GIVEN TASK: Substitute "marker" for each occurrence of "keypoint" in the listing below and leave every other word unchanged. Leave the pictures out of your answer.

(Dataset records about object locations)
····················

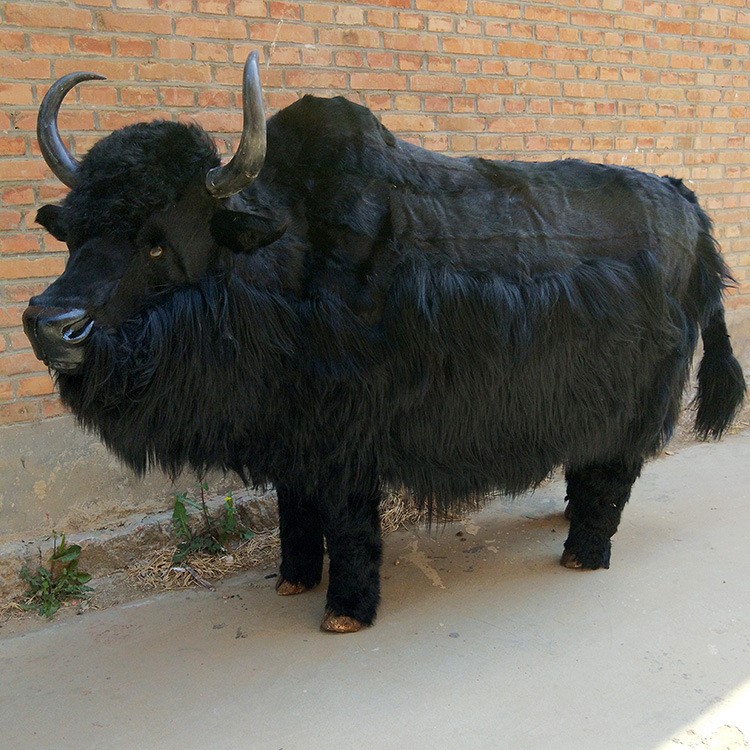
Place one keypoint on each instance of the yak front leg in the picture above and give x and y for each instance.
(596, 496)
(352, 531)
(301, 533)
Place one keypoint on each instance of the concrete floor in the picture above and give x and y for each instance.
(483, 641)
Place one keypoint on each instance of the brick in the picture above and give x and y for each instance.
(38, 385)
(24, 268)
(136, 23)
(497, 10)
(435, 83)
(168, 72)
(12, 145)
(50, 44)
(378, 81)
(410, 42)
(468, 46)
(47, 17)
(87, 45)
(317, 79)
(443, 6)
(400, 123)
(22, 411)
(15, 93)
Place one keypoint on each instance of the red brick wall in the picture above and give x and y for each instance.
(662, 86)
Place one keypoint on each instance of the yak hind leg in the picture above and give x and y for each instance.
(352, 531)
(596, 497)
(301, 532)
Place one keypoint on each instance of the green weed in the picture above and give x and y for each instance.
(49, 587)
(213, 534)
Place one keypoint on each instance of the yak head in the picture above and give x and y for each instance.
(138, 220)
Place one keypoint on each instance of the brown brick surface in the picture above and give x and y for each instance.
(662, 86)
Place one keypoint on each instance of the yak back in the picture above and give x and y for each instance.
(364, 203)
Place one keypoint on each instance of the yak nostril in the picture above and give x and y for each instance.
(76, 332)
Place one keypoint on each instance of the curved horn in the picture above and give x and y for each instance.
(58, 158)
(229, 179)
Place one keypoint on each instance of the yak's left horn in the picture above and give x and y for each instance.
(245, 165)
(58, 158)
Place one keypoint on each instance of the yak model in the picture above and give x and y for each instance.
(336, 310)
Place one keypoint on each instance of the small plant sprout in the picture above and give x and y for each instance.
(49, 587)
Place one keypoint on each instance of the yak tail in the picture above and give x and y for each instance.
(721, 385)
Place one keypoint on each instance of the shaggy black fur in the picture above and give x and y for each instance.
(368, 312)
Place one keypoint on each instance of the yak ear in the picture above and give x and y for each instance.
(246, 233)
(50, 217)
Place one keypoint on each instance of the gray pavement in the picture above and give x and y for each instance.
(483, 641)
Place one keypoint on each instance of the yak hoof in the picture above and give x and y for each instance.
(339, 623)
(287, 588)
(569, 560)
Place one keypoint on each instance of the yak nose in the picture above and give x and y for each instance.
(57, 335)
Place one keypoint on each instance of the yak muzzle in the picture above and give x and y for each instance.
(58, 335)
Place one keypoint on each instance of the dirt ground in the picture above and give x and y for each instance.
(483, 641)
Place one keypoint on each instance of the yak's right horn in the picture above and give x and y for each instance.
(58, 158)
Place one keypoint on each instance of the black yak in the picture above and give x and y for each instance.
(336, 311)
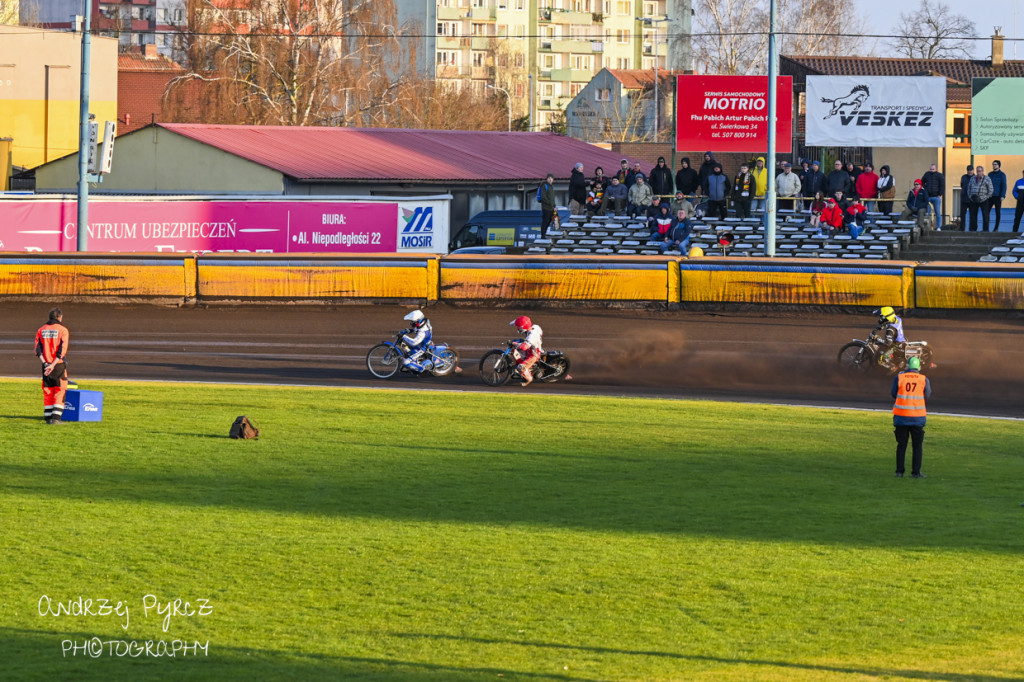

····················

THE COMPLETED TASK:
Place one marker on each instance of the yak front leg in the picture above and give x and y for each instance.
(596, 496)
(352, 531)
(301, 533)
Place one marker on each instance of the concrete floor in the picture above and give x and y for each instance.
(483, 641)
Place one marker on each instance of the brick in the picture above and give x and y for each instance.
(38, 385)
(24, 268)
(136, 23)
(497, 10)
(435, 83)
(168, 72)
(12, 145)
(50, 44)
(378, 81)
(410, 42)
(468, 46)
(47, 17)
(87, 45)
(317, 79)
(443, 6)
(400, 123)
(22, 411)
(15, 93)
Place one marker on each instance of the red brick wall in the picture above and give x and y for each instance.
(662, 86)
Place one marker on each instance of the yak hind leg in the picture above and give x and y for each instance.
(352, 531)
(596, 497)
(301, 532)
Place one marker on each instance of the green weed in the picture above and give x and y for each instance.
(49, 587)
(213, 534)
Place one marker on each instance of the yak head in the picture above and give x and y for each instance.
(138, 220)
Place one marker on each instance of the brown brick surface in the picture above and give x and y for each instance.
(662, 86)
Place one marker on each instance of the yak back in the picture above and give x and y for each instance.
(364, 203)
Place one marker on each instance of the yak nostril in the picture above and give x and y for each instance.
(76, 332)
Place one marker on each instance of the curved horn in the picture above and give x and y for each instance.
(58, 158)
(229, 179)
Place one marker on each instance of the yak's left horn in the picture above and give x and y for each instance.
(245, 165)
(58, 158)
Place one marker on each instance of the yak model in the picture above and give x and y for each instance.
(336, 310)
Place one marker on each instance of the small plant sprout in the picture above and give x and y for each instance.
(49, 587)
Place one marker on each instance of the yak tail in the picture above and give x and y for each instance.
(721, 385)
Place one marker on each instance of the shaggy black fur in the picture above and give x and y for each instance.
(368, 312)
Place one marker on each instance of the yak ear in the picture above and give x and y for each instance.
(246, 233)
(50, 217)
Place one marker on each instance of the gray pavement in the picture above and give x and y for each instance.
(483, 641)
Place one marker on each instance of the yak hoof in the picture above and give x and y for each instance.
(339, 623)
(287, 588)
(569, 560)
Place one marker on each instance of the yak nose in the picture above and give x and y for each instance.
(57, 335)
Place one marker on each instance of the yak muzzle in the picture above and give x and y for each instance.
(58, 335)
Place one marker on each instance of the dirt ground in the picture above and give x and y for each instance.
(483, 641)
Place one marker on each instance of the yak's right horn in the picture above and give x and y for each instance.
(58, 158)
Place one marker on each instance of the black yak in the picture above and give x and y for each instance.
(336, 311)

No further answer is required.